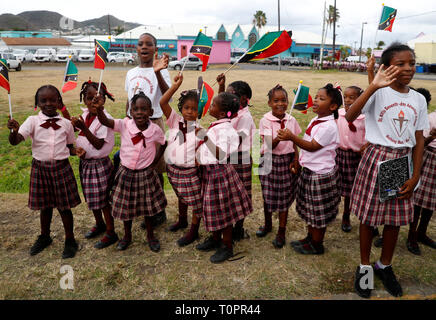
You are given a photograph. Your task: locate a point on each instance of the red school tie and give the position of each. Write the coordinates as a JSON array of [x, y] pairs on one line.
[[51, 123], [139, 136], [309, 129], [88, 121]]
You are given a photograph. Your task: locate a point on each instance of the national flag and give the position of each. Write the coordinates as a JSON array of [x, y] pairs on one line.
[[206, 95], [387, 19], [101, 49], [269, 45], [4, 75], [303, 101], [201, 48], [70, 81]]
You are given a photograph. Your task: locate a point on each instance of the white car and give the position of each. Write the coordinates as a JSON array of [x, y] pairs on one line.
[[121, 57], [11, 60], [193, 63], [63, 55], [23, 55], [44, 55], [86, 55]]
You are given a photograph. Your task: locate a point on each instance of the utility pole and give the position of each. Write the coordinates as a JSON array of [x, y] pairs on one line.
[[279, 61]]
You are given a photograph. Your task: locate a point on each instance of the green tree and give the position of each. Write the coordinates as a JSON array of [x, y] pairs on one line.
[[259, 19]]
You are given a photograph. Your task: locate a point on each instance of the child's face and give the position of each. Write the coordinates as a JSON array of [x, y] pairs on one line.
[[405, 60], [141, 112], [48, 101], [146, 49], [278, 103], [91, 92], [350, 95], [190, 110], [322, 105]]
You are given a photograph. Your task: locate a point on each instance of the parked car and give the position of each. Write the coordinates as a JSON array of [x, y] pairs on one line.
[[63, 55], [22, 55], [193, 63], [11, 60], [44, 55], [122, 57], [86, 55]]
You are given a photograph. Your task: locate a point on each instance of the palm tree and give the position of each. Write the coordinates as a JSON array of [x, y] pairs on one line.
[[259, 19]]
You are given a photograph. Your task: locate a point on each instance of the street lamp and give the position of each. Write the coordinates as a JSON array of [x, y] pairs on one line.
[[361, 38]]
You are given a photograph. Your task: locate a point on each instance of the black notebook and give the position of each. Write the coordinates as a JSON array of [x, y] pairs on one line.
[[392, 174]]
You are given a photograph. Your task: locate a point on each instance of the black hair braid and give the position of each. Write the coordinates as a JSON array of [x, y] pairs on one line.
[[103, 90], [276, 88], [187, 95], [48, 86], [389, 52], [228, 102], [335, 96]]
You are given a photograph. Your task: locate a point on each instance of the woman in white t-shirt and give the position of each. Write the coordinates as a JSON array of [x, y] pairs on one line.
[[395, 118]]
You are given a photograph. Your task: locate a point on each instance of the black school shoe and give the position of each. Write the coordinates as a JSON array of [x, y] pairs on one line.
[[364, 293], [222, 254], [208, 245], [389, 280], [70, 249], [40, 244]]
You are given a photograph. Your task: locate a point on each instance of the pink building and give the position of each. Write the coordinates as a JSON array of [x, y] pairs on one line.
[[220, 50]]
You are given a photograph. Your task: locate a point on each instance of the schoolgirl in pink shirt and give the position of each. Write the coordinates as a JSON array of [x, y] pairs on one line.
[[96, 168], [52, 181], [243, 123], [278, 158], [137, 190], [317, 192], [348, 155], [182, 171]]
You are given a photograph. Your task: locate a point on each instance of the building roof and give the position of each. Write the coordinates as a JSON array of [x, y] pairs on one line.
[[36, 42]]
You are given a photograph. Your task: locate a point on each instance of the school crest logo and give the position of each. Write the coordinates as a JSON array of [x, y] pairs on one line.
[[400, 124]]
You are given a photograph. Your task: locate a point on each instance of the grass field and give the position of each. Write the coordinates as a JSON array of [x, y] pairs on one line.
[[180, 273]]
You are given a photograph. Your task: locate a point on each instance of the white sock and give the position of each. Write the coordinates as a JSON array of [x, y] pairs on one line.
[[381, 265]]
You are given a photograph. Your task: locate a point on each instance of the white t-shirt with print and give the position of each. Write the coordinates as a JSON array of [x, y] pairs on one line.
[[145, 80], [391, 117]]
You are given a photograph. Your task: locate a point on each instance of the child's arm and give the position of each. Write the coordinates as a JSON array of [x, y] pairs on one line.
[[408, 187], [383, 78], [80, 123], [159, 65], [370, 68], [165, 100], [14, 137], [221, 80], [98, 103]]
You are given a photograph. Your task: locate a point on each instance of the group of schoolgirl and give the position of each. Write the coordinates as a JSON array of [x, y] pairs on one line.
[[335, 141]]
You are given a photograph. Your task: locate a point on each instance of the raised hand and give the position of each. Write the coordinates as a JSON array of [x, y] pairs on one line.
[[385, 77]]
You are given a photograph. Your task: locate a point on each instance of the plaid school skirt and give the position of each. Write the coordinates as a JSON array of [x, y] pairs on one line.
[[187, 186], [347, 162], [365, 200], [95, 175], [277, 181], [243, 168], [137, 193], [52, 185], [225, 200], [425, 196], [318, 197]]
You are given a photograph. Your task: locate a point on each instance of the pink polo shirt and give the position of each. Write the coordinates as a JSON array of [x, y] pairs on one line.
[[327, 135], [182, 155], [48, 144], [432, 121], [269, 125], [135, 156], [349, 139], [243, 124], [101, 132]]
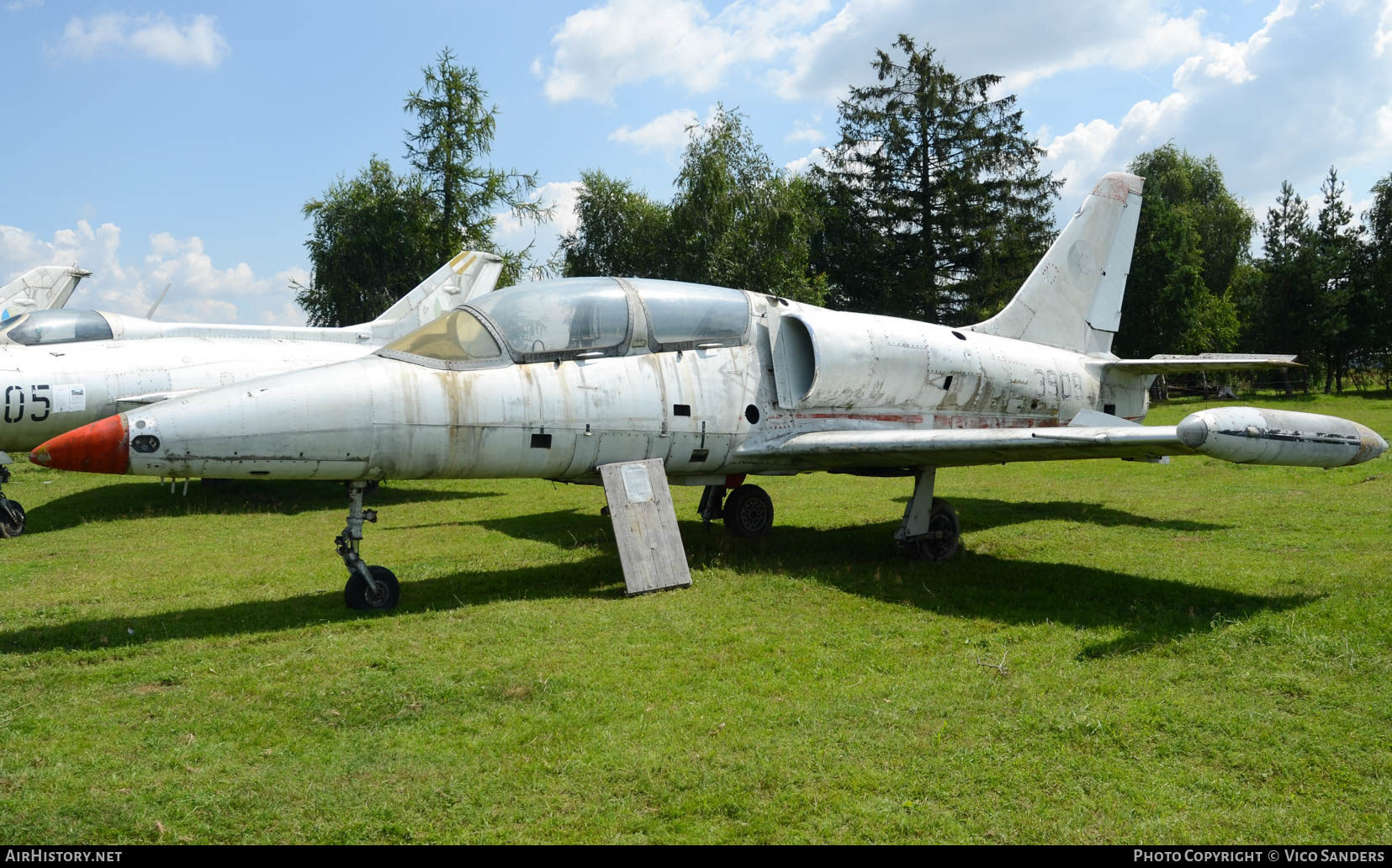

| Required task |
Copy the records from the line containing "of the national" through the line containing "[[392, 174]]", requests included, and scale every coordinate in the answers by 0.25, rounding to whole numbers with halves going up. Leave the requests and their format samples unchanged.

| Solution below |
You are given a photograph. Your task: locate a point on each instance of the national flag and give the position of each. Write the coordinates as a JSON array of [x, y] pairs on one line.
[[52, 24], [97, 5], [25, 12], [67, 11], [1, 19], [76, 25], [50, 12], [18, 20]]
You are given a photograph. Your task: locate a point on each instance of the white car and give the position of each. Write the coordinates as a JSON array of [x, y] pairs on one line.
[[30, 14], [3, 15], [48, 16], [16, 14], [6, 14], [11, 14], [22, 14]]
You are given a photograph. Your task: locate a point on each instance of the utility pole and give the position of each. Write the coordinates as a JSON array of [x, y] pairs on one line.
[[70, 15]]
You are given a photograph. Your task: locate a point on each instance of the green tree and give the position of each. Write the coordinates as a JSON array of [x, y] pairs on one line.
[[65, 5]]
You are given a photograph. Your task: locate a point on each instance of the child's face and give the position of each. Write the coordinates as a JSON array of [x, y] pairs on one line.
[[101, 15], [35, 28], [12, 25], [37, 12], [70, 26], [23, 23], [88, 24], [48, 28], [81, 26]]
You are given a photograph. Your task: locate a point on each instance of the parked car and give the position of each. Write the coordinates as a JSON array of [x, y] pairs on one line.
[[16, 14], [6, 14], [48, 16], [3, 15], [11, 14], [31, 14], [22, 14]]
You are given a photograph. Your task: locate a point on each instance of the palm tree and give the position of each. Write the coordinates as a JSON array of [x, y] pairs on one line.
[[65, 5]]
You are given a photograph. Your task: locate a point on each instance of the street lamp and give the position of each. Write the coordinates as a JSON array of [x, y] pairs on one line.
[[90, 10]]
You are given a photograph. Your task: locate a point on each instance of the black notebook and give the position of each. Write the coordinates as a JSON array of [x, y] pairs on one line.
[[98, 44]]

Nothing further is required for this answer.